**PROBLEM TO SOLVE:**
Every line of the entries below from the one containing "column 667, row 260" to the one containing "column 93, row 272", both ends included, must be written out exactly. No other line belongs in the answer.

[[ RECORDS FOR PROCESSING, beginning ]]

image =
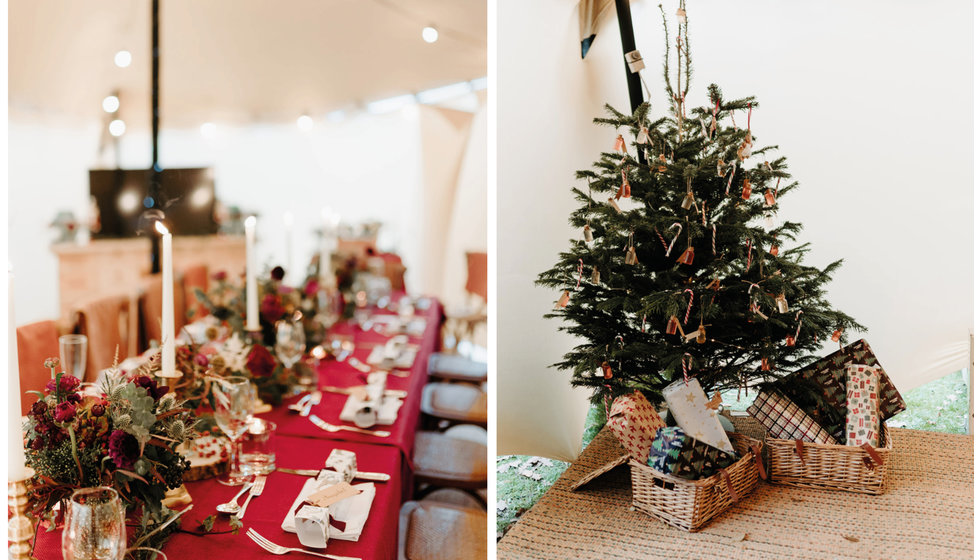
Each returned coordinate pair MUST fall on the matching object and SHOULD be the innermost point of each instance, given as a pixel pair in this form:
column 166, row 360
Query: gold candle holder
column 19, row 529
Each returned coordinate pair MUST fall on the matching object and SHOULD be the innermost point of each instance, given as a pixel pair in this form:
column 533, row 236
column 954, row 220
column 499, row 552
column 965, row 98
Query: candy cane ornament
column 686, row 364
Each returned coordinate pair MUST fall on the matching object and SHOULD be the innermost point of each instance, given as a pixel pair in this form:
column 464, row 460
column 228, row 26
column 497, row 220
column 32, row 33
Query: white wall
column 468, row 225
column 872, row 105
column 366, row 167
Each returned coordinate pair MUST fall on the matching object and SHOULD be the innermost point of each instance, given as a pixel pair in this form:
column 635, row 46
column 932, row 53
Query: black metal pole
column 629, row 45
column 154, row 187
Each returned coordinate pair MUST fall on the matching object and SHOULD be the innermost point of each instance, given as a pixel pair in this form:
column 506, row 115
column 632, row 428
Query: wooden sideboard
column 119, row 266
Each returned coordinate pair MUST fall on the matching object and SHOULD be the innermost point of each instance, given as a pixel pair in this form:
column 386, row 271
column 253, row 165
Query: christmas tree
column 682, row 268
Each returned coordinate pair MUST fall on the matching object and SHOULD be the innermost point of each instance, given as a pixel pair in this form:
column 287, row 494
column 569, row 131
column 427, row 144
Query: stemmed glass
column 232, row 408
column 95, row 525
column 73, row 349
column 290, row 346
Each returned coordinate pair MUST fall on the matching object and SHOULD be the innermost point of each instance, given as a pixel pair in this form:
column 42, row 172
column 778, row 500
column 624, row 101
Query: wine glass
column 74, row 350
column 290, row 346
column 95, row 525
column 232, row 407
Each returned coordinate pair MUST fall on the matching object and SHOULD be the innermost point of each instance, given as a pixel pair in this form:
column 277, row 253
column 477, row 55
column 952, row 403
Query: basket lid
column 606, row 453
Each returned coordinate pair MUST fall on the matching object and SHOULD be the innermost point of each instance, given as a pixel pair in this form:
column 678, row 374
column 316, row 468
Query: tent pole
column 154, row 186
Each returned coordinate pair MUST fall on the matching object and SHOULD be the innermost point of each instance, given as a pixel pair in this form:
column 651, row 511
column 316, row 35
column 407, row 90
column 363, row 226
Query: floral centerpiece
column 125, row 438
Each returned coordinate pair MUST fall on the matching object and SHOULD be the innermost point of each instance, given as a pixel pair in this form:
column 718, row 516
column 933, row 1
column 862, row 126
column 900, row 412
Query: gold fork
column 333, row 428
column 274, row 548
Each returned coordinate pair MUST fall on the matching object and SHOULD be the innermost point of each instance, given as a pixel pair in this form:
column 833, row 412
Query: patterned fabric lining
column 785, row 420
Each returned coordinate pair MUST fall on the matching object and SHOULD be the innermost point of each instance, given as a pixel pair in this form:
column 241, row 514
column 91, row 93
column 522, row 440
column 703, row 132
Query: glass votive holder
column 258, row 451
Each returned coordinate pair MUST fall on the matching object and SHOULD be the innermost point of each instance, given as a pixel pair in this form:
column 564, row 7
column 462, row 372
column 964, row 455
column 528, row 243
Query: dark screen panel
column 187, row 196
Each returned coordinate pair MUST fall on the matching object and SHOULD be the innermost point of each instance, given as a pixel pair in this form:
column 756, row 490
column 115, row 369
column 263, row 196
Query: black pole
column 154, row 187
column 629, row 45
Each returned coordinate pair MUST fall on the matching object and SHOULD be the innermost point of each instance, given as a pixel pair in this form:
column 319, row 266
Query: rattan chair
column 434, row 530
column 111, row 326
column 445, row 461
column 455, row 403
column 454, row 367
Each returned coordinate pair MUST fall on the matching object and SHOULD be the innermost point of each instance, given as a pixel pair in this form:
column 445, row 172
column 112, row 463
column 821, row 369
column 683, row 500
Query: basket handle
column 875, row 458
column 728, row 485
column 799, row 451
column 754, row 448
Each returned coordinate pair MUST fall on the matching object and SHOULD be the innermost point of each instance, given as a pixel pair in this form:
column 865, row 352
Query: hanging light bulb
column 430, row 34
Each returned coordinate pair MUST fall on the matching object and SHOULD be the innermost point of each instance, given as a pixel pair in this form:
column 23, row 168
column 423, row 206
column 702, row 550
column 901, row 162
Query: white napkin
column 353, row 511
column 387, row 412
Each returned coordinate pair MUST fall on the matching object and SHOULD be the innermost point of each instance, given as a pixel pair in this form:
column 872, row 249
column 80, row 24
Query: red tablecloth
column 302, row 445
column 379, row 538
column 337, row 374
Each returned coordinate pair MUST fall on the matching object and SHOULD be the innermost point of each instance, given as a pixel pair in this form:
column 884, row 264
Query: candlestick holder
column 19, row 529
column 169, row 380
column 253, row 335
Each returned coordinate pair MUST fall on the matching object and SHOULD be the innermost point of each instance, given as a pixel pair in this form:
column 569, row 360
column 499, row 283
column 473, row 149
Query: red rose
column 260, row 361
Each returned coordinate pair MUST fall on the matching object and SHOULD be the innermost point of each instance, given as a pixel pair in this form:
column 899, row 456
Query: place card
column 331, row 495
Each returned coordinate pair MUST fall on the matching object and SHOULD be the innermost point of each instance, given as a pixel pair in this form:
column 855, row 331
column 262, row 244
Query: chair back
column 476, row 274
column 109, row 323
column 394, row 271
column 36, row 342
column 151, row 310
column 195, row 277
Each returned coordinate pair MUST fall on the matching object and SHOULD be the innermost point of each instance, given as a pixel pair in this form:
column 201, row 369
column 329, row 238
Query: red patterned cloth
column 635, row 422
column 862, row 405
column 785, row 420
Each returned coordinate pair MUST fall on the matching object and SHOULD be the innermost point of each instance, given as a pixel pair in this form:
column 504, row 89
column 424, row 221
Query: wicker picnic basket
column 831, row 467
column 689, row 504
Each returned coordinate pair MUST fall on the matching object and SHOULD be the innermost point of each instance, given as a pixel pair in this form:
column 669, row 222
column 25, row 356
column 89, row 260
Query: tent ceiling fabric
column 236, row 60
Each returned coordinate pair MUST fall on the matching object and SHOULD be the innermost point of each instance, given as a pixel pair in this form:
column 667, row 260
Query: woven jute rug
column 925, row 512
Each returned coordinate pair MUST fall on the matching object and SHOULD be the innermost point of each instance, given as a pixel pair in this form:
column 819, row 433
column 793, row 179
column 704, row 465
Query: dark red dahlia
column 64, row 412
column 124, row 449
column 311, row 288
column 260, row 361
column 67, row 384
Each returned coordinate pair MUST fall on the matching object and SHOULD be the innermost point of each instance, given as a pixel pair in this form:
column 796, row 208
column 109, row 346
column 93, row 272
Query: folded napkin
column 353, row 511
column 387, row 410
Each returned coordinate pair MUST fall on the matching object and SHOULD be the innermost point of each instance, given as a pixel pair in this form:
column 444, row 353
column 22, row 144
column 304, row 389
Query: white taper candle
column 168, row 354
column 251, row 286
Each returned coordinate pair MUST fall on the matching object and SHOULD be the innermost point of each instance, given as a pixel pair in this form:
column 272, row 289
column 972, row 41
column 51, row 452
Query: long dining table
column 302, row 445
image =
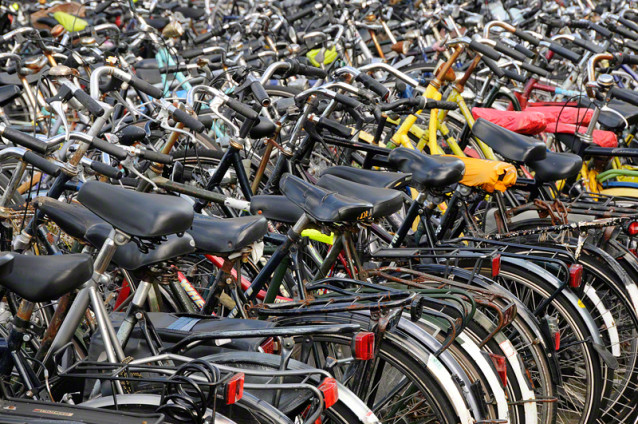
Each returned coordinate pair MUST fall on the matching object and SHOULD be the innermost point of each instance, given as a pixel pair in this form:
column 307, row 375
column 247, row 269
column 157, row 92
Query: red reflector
column 557, row 341
column 234, row 388
column 496, row 266
column 330, row 391
column 268, row 346
column 575, row 275
column 364, row 346
column 500, row 363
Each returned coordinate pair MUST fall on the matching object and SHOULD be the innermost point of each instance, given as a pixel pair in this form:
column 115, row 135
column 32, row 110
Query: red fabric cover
column 530, row 123
column 602, row 138
column 564, row 115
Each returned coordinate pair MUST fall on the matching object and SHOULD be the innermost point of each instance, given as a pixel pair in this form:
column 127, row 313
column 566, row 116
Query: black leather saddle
column 368, row 177
column 384, row 201
column 216, row 235
column 323, row 205
column 137, row 214
column 510, row 145
column 556, row 166
column 275, row 208
column 609, row 120
column 81, row 223
column 428, row 172
column 46, row 278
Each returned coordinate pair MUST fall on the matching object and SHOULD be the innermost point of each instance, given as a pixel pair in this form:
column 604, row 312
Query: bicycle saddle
column 556, row 166
column 137, row 214
column 46, row 278
column 384, row 201
column 8, row 93
column 217, row 235
column 81, row 223
column 427, row 171
column 368, row 177
column 275, row 208
column 508, row 144
column 323, row 205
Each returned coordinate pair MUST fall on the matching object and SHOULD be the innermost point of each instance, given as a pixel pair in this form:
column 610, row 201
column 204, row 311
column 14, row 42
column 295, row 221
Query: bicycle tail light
column 363, row 346
column 330, row 391
column 500, row 363
column 496, row 266
column 234, row 389
column 575, row 275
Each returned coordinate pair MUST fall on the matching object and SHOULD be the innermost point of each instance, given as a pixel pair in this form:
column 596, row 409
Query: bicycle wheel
column 400, row 391
column 580, row 393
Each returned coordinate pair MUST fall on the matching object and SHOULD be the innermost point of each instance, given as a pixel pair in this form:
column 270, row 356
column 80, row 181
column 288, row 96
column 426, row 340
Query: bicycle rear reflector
column 268, row 346
column 575, row 275
column 496, row 266
column 632, row 228
column 363, row 346
column 500, row 363
column 330, row 391
column 234, row 389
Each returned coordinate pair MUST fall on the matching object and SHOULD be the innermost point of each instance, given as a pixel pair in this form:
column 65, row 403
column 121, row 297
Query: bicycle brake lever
column 164, row 125
column 59, row 110
column 214, row 107
column 130, row 166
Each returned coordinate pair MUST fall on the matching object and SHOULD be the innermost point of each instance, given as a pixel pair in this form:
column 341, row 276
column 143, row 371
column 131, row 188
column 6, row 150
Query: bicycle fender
column 596, row 340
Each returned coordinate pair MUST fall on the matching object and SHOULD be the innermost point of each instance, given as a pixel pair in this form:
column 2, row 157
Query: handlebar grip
column 207, row 120
column 566, row 53
column 486, row 51
column 535, row 69
column 625, row 33
column 514, row 75
column 89, row 103
column 41, row 163
column 107, row 170
column 579, row 24
column 588, row 45
column 204, row 37
column 524, row 50
column 516, row 55
column 146, row 88
column 242, row 109
column 24, row 140
column 301, row 14
column 334, row 127
column 311, row 71
column 369, row 82
column 188, row 120
column 629, row 24
column 600, row 29
column 527, row 37
column 493, row 67
column 156, row 157
column 441, row 104
column 347, row 101
column 260, row 93
column 102, row 6
column 554, row 23
column 189, row 54
column 111, row 149
column 625, row 95
column 628, row 59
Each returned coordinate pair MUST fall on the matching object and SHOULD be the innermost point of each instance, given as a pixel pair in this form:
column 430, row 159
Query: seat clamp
column 121, row 238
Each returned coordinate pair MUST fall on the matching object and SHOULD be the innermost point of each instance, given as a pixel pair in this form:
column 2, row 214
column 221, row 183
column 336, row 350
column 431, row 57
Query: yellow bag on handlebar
column 69, row 22
column 329, row 56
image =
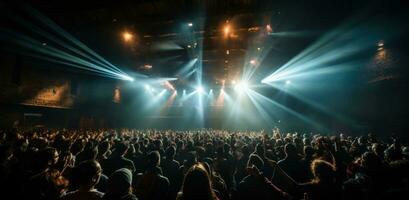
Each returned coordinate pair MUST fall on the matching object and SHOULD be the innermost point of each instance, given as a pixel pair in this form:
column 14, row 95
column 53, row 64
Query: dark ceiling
column 162, row 36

[[ RECORDS FOR PROCESSING, end ]]

**COMPLETED EXERCISE:**
column 667, row 260
Query: woven jute rug
column 925, row 512
Each returned coordinate pair MUST fall on the matching object and SHOULD be the innermost point of each instance, given as a pixel pair in this form:
column 819, row 433
column 793, row 179
column 704, row 465
Query: dark red dahlia
column 64, row 412
column 124, row 449
column 311, row 288
column 260, row 361
column 67, row 384
Each returned coordinate pair MUST fall on the matching object and SHOULD be the innermost point of each instance, given as a pixel pair in this form:
column 796, row 208
column 109, row 346
column 93, row 272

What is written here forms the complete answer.